## SUPPLIED PASSAGE
* Begin *
Mathish - Bayesian Classification

Bayesian Classification

A Brief Distraction

After using the classifier I originally laid out in this post, I discovered that my method of calculating $P(D)$ was very flawed. I have made the appropriate revisions.

The Overview

So, as everyone knows by now, Bayes’ Theorem is expressed as:

$P(A \mid B) = \frac{P(B \mid A) P(A)}{P(B)}$

What I’m going to talk about isn’t new or novel, but it’s something that interests me, so there. I want to look at using Bayes’ theorem to classify documents. This has been done to death with regard to classifying spam, but I’m going to take a more general look. For our purposes, a document is a sequence of terms such as: “This cat isn’t made of butterscotch”; a paragraph, or the HTML source of this page. The idea is to classify a bunch of documents by hand to “train” our classifier so that when new documents come along, we can ask the classifier where they belong. One way to accomplish this is through the use of Bayes’ theorem.

The Real Work

To start, we’ll need a way to tokenize a document into terms. The tokenizer’s implementation will depend upon the type of documents under consideration. To keep things somewhat simple, let’s assume we’re working with English phrases; thus, the terms produced by our tokenizer are simply words. Let’s suppose we have a set of categories, $\mathfrak{C} = \{ C_1, C_2, \ldots , C_n \}$ . So, what we’re then after is the probability that a document belongs in a particular category, $C_m$ , given these extracted terms:

$\begin{aligned} P(C_m \mid D) &= \frac{P(C_m) P(D \mid C_m)}{P(D)} \\ P(C_m \mid T_1,\ldots,T_n) &= \frac{P(C_m) P(T_1,\ldots,T_n \mid C_m)}{P(D)} \end{aligned}$

We’re letting $D$ represent our document, and then expanding the document into its individual terms, $T_1,\ldots,T_n$ . You’ll notice that we’ve skipped the expansion of $P(D)$ , the justification for this will be explained shortly.
* End *
## EXERCISE TASKS
(A) Please reproduce the Bayesian classification post from "What I’m going" to "of Bayes’ theorem.".
(B) In the Bayesian classification post, which calculation did the author find to be very flawed after using the original classifier?

Items from a labeling collection
* Begin *
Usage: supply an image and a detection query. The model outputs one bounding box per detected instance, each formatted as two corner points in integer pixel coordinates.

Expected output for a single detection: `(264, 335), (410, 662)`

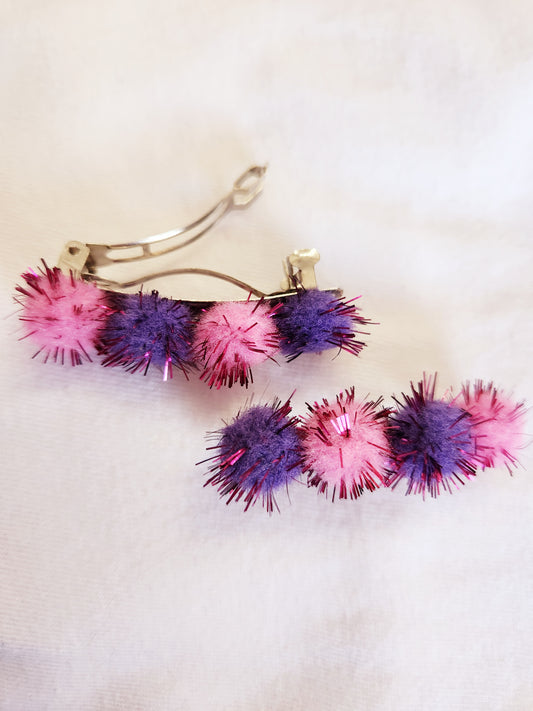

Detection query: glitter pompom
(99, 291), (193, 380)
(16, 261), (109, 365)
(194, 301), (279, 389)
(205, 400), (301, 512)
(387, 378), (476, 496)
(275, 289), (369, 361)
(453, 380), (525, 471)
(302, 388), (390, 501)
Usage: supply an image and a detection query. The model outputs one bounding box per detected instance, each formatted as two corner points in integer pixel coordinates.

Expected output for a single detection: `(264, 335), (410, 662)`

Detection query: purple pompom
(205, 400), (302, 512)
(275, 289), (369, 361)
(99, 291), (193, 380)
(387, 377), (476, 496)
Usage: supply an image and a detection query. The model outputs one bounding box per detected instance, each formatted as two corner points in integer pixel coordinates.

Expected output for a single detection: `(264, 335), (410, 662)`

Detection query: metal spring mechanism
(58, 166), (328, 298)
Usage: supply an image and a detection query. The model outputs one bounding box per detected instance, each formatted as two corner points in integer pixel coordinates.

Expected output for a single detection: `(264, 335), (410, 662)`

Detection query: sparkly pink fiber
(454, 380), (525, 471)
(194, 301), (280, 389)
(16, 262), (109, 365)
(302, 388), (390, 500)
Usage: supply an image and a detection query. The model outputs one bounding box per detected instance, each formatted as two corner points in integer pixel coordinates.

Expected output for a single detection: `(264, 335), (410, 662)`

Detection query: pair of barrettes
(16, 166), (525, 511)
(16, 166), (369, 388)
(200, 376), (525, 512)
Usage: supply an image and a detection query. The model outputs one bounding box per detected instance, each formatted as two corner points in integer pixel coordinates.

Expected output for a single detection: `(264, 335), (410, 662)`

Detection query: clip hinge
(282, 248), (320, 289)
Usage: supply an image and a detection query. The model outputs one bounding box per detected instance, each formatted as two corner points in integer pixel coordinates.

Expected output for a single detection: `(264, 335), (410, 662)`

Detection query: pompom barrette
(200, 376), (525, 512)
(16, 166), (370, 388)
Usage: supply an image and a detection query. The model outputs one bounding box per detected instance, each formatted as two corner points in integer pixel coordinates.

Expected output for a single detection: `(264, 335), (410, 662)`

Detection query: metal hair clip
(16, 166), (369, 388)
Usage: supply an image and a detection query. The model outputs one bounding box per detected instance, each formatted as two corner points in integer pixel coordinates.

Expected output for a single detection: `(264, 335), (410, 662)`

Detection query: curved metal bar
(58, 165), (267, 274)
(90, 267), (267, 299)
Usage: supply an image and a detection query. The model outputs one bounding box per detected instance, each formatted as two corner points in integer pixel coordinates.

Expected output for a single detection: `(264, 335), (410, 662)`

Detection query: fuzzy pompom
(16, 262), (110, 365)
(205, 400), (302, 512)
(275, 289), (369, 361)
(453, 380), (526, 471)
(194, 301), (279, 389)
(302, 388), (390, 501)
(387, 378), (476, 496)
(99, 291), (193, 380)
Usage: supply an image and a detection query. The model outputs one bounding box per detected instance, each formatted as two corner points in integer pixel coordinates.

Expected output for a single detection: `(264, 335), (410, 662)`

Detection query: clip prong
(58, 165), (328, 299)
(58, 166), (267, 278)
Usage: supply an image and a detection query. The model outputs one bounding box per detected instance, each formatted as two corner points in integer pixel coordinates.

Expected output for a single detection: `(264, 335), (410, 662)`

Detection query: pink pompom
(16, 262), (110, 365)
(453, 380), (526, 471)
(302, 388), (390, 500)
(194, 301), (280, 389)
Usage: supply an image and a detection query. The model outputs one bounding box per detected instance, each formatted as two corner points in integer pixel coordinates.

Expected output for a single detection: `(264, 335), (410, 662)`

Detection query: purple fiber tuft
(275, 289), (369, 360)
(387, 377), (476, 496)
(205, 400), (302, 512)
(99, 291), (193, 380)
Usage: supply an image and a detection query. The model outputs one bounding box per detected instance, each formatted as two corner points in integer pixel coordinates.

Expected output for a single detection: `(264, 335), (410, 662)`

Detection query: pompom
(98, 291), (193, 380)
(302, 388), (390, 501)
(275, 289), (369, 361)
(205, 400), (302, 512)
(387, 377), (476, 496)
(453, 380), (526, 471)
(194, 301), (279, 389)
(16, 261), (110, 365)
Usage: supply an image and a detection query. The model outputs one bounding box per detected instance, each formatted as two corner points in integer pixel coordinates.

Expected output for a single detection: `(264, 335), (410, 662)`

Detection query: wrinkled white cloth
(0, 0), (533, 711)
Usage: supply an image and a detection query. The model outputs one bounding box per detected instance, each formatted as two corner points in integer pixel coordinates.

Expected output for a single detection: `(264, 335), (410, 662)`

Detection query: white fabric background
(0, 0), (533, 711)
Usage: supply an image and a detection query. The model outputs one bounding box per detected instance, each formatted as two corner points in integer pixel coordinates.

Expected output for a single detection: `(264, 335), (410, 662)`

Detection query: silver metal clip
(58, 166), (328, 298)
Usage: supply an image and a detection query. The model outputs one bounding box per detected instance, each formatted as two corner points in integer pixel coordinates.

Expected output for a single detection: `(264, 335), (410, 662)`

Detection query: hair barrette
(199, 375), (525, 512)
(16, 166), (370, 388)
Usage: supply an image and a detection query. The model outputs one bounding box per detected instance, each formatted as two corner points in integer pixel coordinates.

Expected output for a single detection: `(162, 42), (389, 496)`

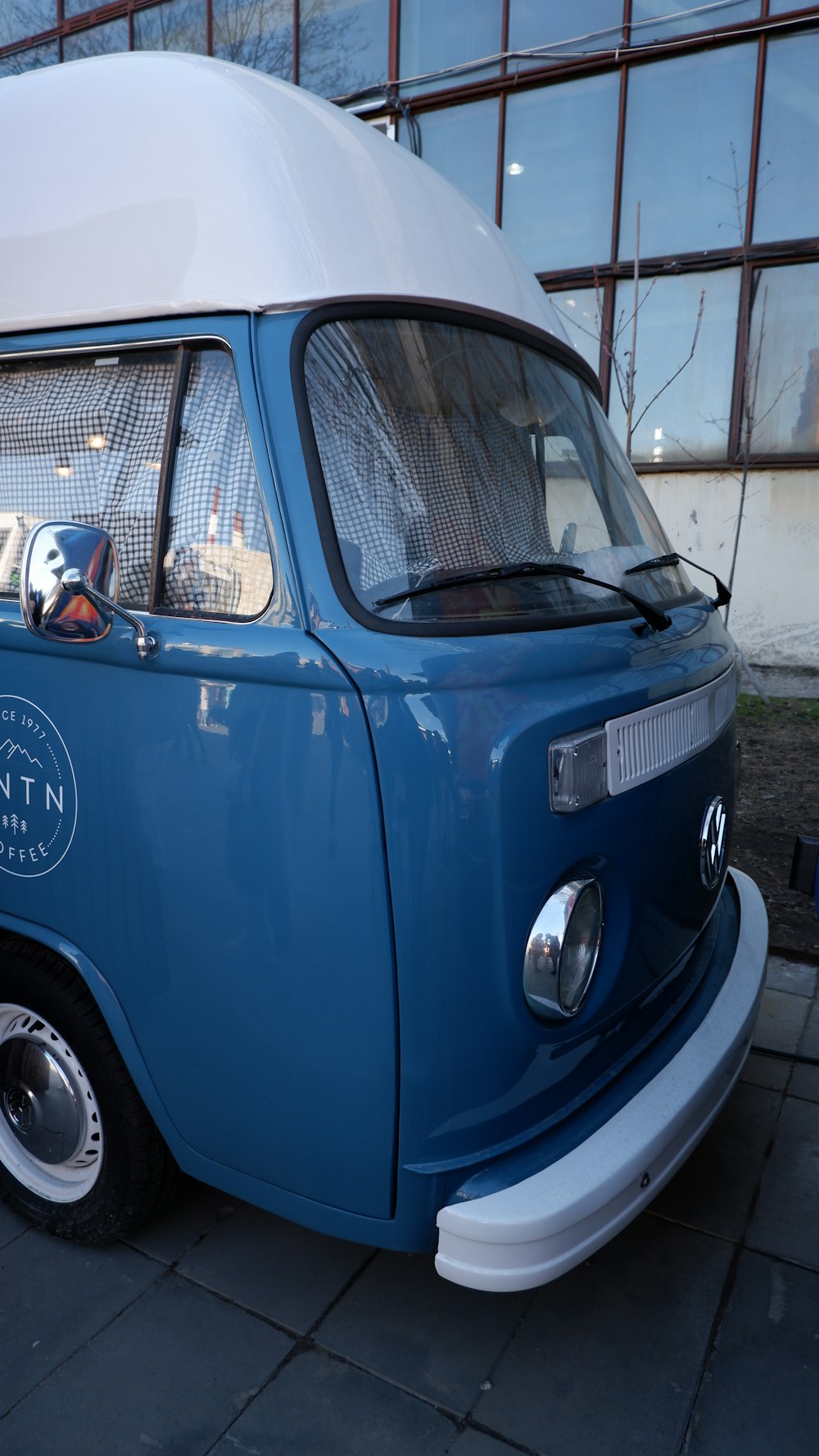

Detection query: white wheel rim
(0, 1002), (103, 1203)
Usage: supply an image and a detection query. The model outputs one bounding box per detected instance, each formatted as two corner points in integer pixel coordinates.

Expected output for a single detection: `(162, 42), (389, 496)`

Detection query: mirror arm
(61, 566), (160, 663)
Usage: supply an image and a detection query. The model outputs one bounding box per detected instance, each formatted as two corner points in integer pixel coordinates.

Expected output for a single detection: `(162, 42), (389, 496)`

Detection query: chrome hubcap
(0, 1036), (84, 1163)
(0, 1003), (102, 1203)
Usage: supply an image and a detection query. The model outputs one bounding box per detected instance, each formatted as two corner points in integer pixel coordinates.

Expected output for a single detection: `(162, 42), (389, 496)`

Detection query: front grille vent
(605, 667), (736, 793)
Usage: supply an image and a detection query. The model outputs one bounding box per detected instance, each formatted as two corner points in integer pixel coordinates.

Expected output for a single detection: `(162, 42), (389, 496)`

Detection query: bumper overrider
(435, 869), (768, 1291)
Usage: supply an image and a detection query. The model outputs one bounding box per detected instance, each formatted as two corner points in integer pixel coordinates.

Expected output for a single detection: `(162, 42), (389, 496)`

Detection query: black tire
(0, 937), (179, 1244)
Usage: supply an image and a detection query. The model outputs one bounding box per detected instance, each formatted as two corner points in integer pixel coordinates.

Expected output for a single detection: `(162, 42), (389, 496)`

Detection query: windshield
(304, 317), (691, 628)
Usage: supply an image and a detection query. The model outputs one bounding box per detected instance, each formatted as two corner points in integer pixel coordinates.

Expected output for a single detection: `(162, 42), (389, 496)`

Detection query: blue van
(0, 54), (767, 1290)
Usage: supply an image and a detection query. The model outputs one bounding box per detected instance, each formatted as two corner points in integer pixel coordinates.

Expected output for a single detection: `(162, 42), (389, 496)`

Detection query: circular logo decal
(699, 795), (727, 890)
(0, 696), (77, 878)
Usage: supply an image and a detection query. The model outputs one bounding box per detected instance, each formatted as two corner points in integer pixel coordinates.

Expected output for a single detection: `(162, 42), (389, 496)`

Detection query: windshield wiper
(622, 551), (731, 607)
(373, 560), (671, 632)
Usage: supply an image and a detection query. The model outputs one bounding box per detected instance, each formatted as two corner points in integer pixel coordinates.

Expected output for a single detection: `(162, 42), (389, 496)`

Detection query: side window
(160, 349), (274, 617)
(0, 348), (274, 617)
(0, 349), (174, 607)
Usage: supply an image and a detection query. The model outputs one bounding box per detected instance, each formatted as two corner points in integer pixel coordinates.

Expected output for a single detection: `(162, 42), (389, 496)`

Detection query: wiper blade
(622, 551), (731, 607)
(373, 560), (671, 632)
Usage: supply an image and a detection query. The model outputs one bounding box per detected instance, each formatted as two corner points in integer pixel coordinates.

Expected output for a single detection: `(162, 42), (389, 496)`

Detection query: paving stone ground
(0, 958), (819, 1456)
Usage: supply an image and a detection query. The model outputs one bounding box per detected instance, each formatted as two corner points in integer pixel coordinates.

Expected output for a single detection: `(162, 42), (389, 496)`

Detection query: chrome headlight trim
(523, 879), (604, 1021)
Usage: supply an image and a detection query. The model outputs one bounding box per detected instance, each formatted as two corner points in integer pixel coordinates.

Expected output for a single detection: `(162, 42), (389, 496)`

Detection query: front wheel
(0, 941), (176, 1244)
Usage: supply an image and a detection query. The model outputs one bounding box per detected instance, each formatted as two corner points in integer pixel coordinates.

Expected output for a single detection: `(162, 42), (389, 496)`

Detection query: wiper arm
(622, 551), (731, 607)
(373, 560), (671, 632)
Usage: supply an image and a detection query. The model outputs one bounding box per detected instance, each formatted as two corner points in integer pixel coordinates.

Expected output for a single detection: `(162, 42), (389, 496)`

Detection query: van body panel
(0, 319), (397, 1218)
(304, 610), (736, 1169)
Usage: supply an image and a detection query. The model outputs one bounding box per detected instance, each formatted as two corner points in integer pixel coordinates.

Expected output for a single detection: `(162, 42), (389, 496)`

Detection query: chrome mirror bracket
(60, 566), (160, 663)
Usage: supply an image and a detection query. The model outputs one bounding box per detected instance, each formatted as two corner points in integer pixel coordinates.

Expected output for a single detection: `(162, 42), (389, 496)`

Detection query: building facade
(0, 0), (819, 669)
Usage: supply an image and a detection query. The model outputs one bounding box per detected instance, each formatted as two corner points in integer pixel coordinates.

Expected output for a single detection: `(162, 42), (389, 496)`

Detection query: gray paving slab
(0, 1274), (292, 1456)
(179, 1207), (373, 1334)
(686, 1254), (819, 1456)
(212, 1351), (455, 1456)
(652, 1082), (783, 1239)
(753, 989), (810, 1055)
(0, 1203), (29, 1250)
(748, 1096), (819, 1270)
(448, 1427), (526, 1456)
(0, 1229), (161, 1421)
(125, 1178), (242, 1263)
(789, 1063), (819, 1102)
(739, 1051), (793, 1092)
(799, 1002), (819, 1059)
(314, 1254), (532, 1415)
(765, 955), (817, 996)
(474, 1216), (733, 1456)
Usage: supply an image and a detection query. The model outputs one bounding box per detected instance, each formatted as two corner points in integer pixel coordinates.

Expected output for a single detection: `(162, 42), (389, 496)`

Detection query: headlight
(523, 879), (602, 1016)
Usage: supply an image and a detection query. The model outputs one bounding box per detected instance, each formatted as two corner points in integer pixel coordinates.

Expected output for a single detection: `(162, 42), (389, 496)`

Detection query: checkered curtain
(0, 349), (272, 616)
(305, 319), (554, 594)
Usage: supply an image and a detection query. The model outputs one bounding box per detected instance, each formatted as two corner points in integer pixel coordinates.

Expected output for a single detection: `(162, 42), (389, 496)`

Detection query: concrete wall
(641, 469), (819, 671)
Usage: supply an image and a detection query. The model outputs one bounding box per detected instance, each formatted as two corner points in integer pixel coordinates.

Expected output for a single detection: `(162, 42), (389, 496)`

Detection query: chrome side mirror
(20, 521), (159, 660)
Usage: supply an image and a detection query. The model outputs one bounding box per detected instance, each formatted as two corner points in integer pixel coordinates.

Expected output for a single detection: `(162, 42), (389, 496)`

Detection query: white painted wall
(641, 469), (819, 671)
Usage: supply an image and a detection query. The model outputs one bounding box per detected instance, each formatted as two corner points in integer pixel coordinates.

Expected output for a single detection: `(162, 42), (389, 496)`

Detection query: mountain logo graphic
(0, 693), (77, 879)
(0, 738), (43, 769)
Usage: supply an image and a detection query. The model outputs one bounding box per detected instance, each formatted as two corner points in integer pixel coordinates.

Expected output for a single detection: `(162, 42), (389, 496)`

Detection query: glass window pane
* End *
## TASK-BY-TASK SOLUTIONS
(A)
What I’m going to talk about isn’t new or novel, but it’s something that interests me, so there. I want to look at using Bayes’ theorem to classify documents. This has been done to death with regard to classifying spam, but I’m going to take a more general look. For our purposes, a document is a sequence of terms such as: “This cat isn’t made of butterscotch”; a paragraph, or the HTML source of this page. The idea is to classify a bunch of documents by hand to “train” our classifier so that when new documents come along, we can ask the classifier where they belong. One way to accomplish this is through the use of Bayes’ theorem.

(B) The method of calculating P(D).